EXERCISE GOAL —
List every line of the material below that contains the string "positive", reproducing each such line in full.

DATA RECORDS —
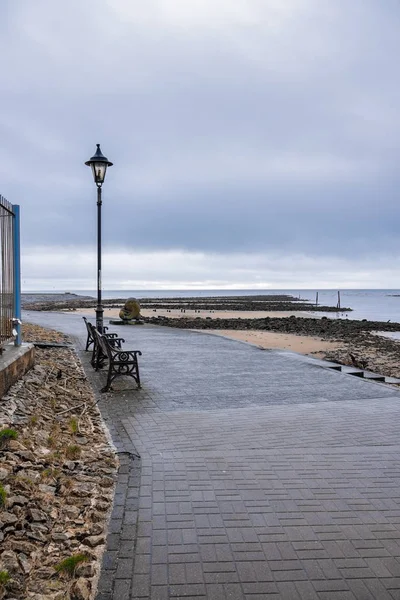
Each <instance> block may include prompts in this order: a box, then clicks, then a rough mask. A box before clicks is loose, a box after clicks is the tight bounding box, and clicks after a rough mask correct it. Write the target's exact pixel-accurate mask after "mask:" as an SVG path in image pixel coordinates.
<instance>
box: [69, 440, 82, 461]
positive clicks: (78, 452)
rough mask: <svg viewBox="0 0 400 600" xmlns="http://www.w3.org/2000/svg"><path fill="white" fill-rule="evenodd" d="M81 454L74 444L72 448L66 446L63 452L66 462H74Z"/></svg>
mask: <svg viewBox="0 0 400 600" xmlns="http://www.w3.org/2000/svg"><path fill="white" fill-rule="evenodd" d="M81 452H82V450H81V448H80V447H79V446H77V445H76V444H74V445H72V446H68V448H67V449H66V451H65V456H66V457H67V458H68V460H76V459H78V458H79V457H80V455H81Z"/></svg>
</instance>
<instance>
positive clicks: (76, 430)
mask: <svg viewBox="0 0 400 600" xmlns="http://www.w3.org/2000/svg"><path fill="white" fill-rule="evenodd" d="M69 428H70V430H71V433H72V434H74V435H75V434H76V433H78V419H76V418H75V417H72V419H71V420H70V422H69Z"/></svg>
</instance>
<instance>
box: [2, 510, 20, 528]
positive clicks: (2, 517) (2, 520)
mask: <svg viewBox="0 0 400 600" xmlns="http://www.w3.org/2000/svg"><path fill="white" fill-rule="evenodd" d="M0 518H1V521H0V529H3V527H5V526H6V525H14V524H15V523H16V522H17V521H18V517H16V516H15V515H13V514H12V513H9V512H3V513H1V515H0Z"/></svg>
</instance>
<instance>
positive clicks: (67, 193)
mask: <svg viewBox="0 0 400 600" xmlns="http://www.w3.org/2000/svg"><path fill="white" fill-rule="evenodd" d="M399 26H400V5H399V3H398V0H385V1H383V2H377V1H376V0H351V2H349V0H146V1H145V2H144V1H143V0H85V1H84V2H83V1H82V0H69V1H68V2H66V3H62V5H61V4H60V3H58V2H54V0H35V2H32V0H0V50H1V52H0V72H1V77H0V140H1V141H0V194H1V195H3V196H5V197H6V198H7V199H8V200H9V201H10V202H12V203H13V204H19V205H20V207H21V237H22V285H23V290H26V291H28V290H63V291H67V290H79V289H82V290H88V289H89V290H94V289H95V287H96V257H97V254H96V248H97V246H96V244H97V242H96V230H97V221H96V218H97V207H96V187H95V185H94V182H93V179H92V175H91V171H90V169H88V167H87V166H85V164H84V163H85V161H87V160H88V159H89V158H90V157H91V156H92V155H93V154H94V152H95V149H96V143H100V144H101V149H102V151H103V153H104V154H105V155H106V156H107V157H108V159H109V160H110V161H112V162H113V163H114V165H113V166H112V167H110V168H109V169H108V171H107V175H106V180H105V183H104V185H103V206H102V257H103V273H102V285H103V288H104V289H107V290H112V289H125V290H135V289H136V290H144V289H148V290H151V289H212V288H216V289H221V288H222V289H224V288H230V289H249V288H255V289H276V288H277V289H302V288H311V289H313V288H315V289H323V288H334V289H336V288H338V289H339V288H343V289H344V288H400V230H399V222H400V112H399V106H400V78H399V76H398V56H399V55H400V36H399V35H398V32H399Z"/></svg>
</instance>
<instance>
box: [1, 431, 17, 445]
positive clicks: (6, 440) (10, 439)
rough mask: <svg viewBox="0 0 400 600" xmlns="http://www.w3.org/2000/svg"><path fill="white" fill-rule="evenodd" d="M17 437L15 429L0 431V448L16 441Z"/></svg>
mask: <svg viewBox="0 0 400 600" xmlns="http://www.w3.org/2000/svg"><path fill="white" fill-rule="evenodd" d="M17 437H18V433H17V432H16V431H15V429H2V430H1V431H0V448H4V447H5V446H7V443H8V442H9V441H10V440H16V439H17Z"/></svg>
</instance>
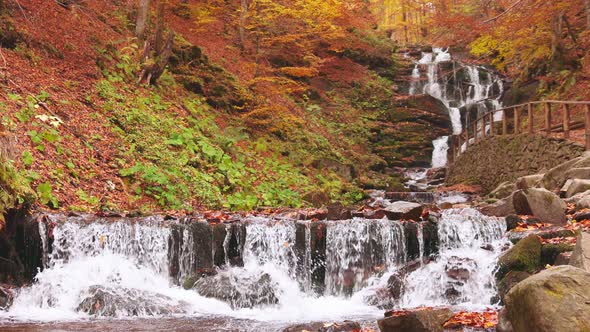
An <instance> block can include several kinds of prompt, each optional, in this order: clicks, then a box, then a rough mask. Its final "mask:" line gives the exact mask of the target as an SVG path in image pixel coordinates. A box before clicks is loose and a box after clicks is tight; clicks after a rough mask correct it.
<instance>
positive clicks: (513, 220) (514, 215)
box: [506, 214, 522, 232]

--

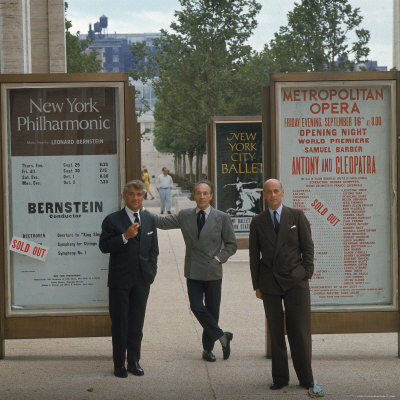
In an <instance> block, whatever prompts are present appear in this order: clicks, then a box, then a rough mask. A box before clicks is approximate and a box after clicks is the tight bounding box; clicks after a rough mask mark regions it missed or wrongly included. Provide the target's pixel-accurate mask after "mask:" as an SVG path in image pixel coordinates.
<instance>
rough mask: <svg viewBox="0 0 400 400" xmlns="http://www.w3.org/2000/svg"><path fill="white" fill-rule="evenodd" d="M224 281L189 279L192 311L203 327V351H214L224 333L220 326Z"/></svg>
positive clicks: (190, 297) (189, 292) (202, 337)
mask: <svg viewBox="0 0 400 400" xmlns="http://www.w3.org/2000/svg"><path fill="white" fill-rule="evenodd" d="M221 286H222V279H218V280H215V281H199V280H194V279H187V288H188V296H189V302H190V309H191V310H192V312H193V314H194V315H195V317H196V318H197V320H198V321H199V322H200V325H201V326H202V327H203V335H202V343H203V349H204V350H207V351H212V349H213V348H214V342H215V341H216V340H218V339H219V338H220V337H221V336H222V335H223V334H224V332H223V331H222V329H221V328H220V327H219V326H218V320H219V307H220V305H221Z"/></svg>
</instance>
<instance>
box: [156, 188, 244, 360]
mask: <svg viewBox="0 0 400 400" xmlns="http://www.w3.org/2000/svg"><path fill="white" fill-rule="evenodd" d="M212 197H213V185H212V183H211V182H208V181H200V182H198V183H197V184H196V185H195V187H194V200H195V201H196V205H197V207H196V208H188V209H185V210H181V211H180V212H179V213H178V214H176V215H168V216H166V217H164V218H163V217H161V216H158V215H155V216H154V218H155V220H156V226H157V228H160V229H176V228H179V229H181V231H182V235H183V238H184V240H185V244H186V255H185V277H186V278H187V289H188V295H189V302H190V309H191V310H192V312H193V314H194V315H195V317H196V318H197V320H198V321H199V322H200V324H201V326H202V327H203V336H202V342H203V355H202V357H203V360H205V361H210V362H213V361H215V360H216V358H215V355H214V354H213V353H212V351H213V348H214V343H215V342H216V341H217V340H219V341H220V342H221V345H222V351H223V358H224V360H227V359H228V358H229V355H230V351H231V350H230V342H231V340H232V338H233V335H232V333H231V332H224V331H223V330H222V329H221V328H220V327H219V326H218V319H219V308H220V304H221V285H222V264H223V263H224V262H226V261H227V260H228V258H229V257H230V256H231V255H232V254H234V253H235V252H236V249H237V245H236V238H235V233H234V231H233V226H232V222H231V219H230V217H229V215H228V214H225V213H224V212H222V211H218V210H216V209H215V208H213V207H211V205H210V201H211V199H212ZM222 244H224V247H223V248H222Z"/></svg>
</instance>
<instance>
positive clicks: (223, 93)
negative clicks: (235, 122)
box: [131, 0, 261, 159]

RESPONSE BELOW —
positive clicks: (78, 452)
positive clicks: (76, 430)
positive clicks: (2, 517) (2, 520)
positive clicks: (67, 193)
positive clicks: (6, 440) (10, 439)
positive clicks: (513, 220) (514, 215)
positive clicks: (190, 297) (189, 292) (202, 337)
positive clicks: (223, 93)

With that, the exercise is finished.